:: Short task 1 ::
Reproduce word for word the part of the text on Torah Judaism and the State of Israel that runs from "For all of these" up to and including "land of Israel.".
:: Short task 2 ::
Extend the text on Torah Judaism and the State of Israel by writing the passage that follows its last sentence.

=== Text section ===

If the forces of history provided fertile circumstances for the growth of what became a widespread rebellion by Jews against the Torah, certain highly proactive individuals devoted their lives to fomenting and spreading this rebellion until it became an international phenomenon. Up until the end of the 18th century there had only been one kind of Judaism, as codified in the Shulchan Aruch. The 19th century saw the rise of “Reform” Judaism, which sanctioned violation of the laws of the Sabbath, diet, marriage, conversion and many others. A succession of other breakaways followed, all calling themselves “Jewish”, causing the authentic Judaism of the Talmud to be labeled “Orthodox” – as if it was just one more brand on the shelf of the ideological supermarket surrounded by equal competitors.
Return to the Land
The return of the exiled Israelites to their ancestral land and the rebuilding of the Holy Temple had been a central theme in all the daily and seasonal prayers. But it was only from the Middle Ages onwards that the possibility of physically returning to the Land started to become a reality for some highly determined rabbis and other saintly individuals. The numbers steadily increased, particularly after the expulsion of the Jews from Spain in 1492. The Shulchan Aruch itself had been written in the town of Safed, which by the mid 1500’s was a major center. In the mid-to-late 1700’s outstanding leaders, notably Rabbi Israel Baal Shem Tov, founder of the Chassidic movement, and Rabbi Elijah, the “Gaon” (Luminary) of Vilna, urged their followers to move to Eretz Israel.
For all of these returnees to the Land, the purpose was to rectify the sins of the past and create a new future through practicing the Torah in the fullest way possible with complete adherence to its law and spirit.
By the 1800’s, however, even those European Jews who had fled their ancestral religion were discovering that it was by no means so easy to escape the stigma of Jewish descent and the anti-Semitism it evoked among the non-Jews with whom they wanted to assimilate. The anti-Semitism experienced by Theodore Hertzl prompted him to devise a new solution to the problem: a Jewish State in the ancestral land of Israel.
The difference between Hertzl’s vision of life in Israel and that of the Baal Shem Tov and the Gaon of Vilna was that Hertzl’s did not require adherence to the Torah. The Zionist movement which Hertzl founded to actualize his dream borrowed certain Torah concepts and ideals but its dominant secular wing emptied them of all their religious significance.
The State of Israel
Thus the State which the Zionists established took for itself the name of “Israel” but did not take the Torah of Israel as the foundation of its laws and government. This made leading Rabbis deeply skeptical and in certain cases adamantly opposed to the State. Initially the “Law of Return” granting Israeli citizenship to all returning Jews adopted a somewhat orthodox definition of “Who is a Jew?”, but in recent years the law been stretched to grant citizenship to hundreds of thousands of immigrants from the former Soviet Union who are not remotely Jewish according to Torah law.

=== Recorded information ===

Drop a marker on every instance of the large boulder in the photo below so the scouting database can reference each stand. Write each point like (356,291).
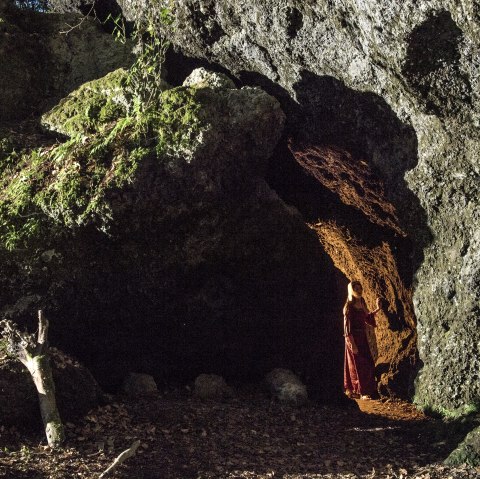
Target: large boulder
(45,56)
(286,387)
(212,386)
(76,390)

===

:: Written response 1 ::
For all of these returnees to the Land, the purpose was to rectify the sins of the past and create a new future through practicing the Torah in the fullest way possible with complete adherence to its law and spirit.
By the 1800’s, however, even those European Jews who had fled their ancestral religion were discovering that it was by no means so easy to escape the stigma of Jewish descent and the anti-Semitism it evoked among the non-Jews with whom they wanted to assimilate. The anti-Semitism experienced by Theodore Hertzl prompted him to devise a new solution to the problem: a Jewish State in the ancestral land of Israel.

:: Written response 2 ::
When the State of Israel was established in 1948, the balance between Torah-observant and non-observant Jews in its population was reflected in what was known as the Status Quo, a nebulous, unwritten and barely defined “consensus”. For example, it left those wishing to violate the Sabbath free to do so privately, while existing municipal arrangements forbidding the operation of businesses, cafes, places of entertainment, public transportation etc. were supposed to remain in force and be respected.
The perception of Torah observant Jews in Israel today is that this Status Quo has been largely if not totally undermined by secular forces in the country with the backing of the Supreme Court. These secular forces, which control the monopoly state-controlled radio and TV as well as the main “independent” media, have succeeded in defining the character of the State, its goals and ideals, as strictly secular. At the same time, those who continue to observe the Torah, whether DATI (“religious”) or HAREDI (“ultra-orthodox”), have been increasingly marginalized and aggressively demonized to the point of being perceived as fanatical extremists. The secularist campaign against the Torah and its followers is as fierce as those waged by Jeraboam and Jezebel.
The marginalization of Jews who remain loyal to the practice of the Torah is by no means restricted to Israel. The World Zionist Organization, the Jewish Agency and most of the other major Jewish community organizations and lobbies in Europe, America and elsewhere in the Jewish Diaspora are controlled by Jews whose outlook is essentially secularist and assimilationist. In the 18th Century such Jews were on the edges of the mainstream observant communities. Today the picture is completely reversed.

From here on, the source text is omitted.